_Task details:_
Pick out every line among the items below that contains the word "wooden", and copy each one.

(Stored entries)

[BEGIN]

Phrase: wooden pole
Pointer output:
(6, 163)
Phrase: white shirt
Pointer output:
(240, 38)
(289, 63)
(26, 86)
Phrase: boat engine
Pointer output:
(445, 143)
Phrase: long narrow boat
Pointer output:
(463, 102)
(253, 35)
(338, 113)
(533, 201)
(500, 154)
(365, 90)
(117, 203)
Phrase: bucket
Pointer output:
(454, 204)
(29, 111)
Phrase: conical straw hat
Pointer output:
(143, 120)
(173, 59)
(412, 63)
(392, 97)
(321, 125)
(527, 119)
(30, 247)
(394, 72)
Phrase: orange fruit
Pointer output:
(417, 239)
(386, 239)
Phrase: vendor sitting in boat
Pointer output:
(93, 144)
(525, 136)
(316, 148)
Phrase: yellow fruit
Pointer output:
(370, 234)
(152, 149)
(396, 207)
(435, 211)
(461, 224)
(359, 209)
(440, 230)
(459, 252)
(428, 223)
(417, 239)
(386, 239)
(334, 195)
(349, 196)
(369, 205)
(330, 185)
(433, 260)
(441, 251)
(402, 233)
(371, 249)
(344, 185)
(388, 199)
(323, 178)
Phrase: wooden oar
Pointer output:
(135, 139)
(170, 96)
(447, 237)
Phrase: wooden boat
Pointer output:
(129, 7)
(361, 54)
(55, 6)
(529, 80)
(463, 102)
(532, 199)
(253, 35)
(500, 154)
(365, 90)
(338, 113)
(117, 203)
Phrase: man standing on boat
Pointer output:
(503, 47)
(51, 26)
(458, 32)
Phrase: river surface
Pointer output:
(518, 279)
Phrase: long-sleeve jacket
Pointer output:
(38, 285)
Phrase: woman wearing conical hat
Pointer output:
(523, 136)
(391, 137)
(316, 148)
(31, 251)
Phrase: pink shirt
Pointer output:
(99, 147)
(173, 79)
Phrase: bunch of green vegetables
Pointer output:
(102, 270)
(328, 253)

[END]
[BEGIN]

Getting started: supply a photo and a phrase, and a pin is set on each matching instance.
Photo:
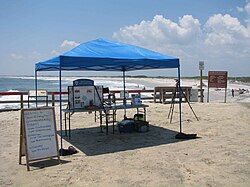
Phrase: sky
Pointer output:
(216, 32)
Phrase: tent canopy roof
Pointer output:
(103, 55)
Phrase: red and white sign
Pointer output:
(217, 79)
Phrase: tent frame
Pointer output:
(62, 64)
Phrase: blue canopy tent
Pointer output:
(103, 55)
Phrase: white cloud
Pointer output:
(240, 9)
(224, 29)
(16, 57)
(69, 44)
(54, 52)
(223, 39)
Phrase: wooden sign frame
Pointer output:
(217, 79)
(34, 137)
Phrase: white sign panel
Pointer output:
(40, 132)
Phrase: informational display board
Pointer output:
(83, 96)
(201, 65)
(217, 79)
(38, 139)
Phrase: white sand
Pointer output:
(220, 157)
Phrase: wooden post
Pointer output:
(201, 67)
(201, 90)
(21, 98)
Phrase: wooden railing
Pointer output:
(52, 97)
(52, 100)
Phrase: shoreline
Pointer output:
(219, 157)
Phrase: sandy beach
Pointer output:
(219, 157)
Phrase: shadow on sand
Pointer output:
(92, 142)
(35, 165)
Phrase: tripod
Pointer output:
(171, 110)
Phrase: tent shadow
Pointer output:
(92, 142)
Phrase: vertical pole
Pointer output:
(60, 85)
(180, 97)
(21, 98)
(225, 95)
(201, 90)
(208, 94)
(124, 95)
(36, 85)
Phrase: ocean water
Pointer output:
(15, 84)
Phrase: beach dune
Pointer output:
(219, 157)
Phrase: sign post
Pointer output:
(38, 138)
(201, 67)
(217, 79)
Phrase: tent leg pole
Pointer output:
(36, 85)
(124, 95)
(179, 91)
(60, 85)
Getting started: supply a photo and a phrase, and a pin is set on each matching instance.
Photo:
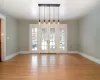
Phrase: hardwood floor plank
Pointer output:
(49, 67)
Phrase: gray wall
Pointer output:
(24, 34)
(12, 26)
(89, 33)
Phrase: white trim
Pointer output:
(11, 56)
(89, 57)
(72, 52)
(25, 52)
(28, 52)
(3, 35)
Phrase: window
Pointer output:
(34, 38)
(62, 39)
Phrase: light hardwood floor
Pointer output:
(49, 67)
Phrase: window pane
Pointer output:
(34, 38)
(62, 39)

[END]
[BEGIN]

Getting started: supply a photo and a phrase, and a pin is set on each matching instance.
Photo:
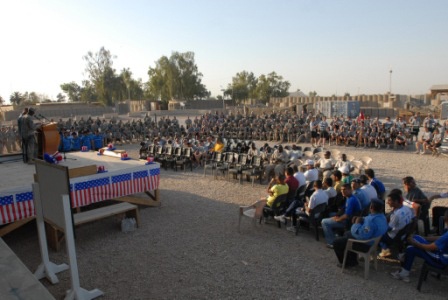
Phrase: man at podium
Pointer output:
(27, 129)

[END]

_Solution for this task:_
Phrase: wooden pole
Phrase: wooden oar
Phrase: wooden boat
Phrase: wooden sign frame
Phrase: wooden post
Phrase: wooden railing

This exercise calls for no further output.